_TO BE DONE_.
From the essay on Timor-Leste's maritime dispute, return the passage word for word, starting at the words "Comparing the possibilities" and stopping after "legal arguments initially.".

Comparing the possibilities of outright conflicts at sea over maritime boundaries with land
borders, an interesting paradox appears: Even though the chances are low, the political, economic,
and historic interests in the same boundaries have made it difficult for states to agree in bilateral
negotiations (Østhagen. 2020). Australia and Timor-Leste are a clear demonstration of this,
especially from Australia’s side, since Australia tried to stick to the terms of previous agreements
signed. Additionally, both parties stuck to strictly legal arguments initially.

The relevance of this geopolitical essay is determined by a need to study the potential uses of
public diplomacy and international mechanisms by small states to resolve maritime disputes,
regardless of it being less powerful. This essay will discuss how Timor-Leste used different tools
of diplomacy and international law to resolve its maritime dispute. Timor-Leste is a clear-cut case
that, despite smaller and younger nations having inadequate resources to enforce sovereignty
through hard powers, the use of soft powers can be used to balance this out. It discusses the
different narratives in public diplomacy used by Timor-Leste, to gain support from the
international community. This essay will touch upon how negotiated agreements are better than
formal arbitrations, due to the political nature of maritime disputes, especially among nations with
unequal power. The object of the study are the various factors which led to Timor-Leste having to
resort to public diplomacy to gain international support and using international mechanisms to
claim sovereignty and rights over its maritime resources.

[Records of labeled points]
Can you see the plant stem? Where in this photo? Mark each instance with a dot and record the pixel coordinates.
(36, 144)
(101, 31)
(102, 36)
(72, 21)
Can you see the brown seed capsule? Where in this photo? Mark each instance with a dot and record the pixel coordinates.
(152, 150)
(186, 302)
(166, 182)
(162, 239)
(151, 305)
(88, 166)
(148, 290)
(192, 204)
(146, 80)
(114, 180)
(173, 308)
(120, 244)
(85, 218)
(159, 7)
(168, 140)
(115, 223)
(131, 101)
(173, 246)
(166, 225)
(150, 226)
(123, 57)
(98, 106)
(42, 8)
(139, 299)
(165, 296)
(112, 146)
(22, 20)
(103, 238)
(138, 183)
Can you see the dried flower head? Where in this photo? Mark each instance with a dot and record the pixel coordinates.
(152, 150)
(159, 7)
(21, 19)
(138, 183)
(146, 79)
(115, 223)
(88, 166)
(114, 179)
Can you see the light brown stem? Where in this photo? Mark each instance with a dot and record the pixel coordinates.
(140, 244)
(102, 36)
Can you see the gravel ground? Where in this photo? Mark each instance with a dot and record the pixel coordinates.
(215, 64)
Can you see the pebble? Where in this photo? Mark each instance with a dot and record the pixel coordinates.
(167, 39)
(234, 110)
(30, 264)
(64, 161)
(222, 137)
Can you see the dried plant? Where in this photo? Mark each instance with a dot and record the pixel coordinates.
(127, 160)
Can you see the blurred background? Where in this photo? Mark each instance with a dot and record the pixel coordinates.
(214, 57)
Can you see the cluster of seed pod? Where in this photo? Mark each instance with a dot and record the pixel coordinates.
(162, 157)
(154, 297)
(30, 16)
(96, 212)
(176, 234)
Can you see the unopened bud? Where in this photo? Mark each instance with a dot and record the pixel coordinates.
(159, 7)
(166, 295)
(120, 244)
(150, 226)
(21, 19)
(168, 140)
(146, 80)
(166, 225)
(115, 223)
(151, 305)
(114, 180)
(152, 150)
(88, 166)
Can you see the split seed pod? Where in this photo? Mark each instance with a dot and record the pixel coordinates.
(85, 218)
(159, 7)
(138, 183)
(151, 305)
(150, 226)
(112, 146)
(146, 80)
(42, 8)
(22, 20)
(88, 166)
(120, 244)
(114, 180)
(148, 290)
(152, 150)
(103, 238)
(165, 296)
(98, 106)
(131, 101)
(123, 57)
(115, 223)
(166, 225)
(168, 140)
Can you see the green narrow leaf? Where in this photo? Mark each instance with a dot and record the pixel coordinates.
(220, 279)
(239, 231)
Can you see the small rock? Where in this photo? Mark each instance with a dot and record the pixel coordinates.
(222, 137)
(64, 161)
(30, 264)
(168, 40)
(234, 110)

_THE OUTPUT_.
Comparing the possibilities of outright conflicts at sea over maritime boundaries with land
borders, an interesting paradox appears: Even though the chances are low, the political, economic,
and historic interests in the same boundaries have made it difficult for states to agree in bilateral
negotiations (Østhagen. 2020). Australia and Timor-Leste are a clear demonstration of this,
especially from Australia’s side, since Australia tried to stick to the terms of previous agreements
signed. Additionally, both parties stuck to strictly legal arguments initially.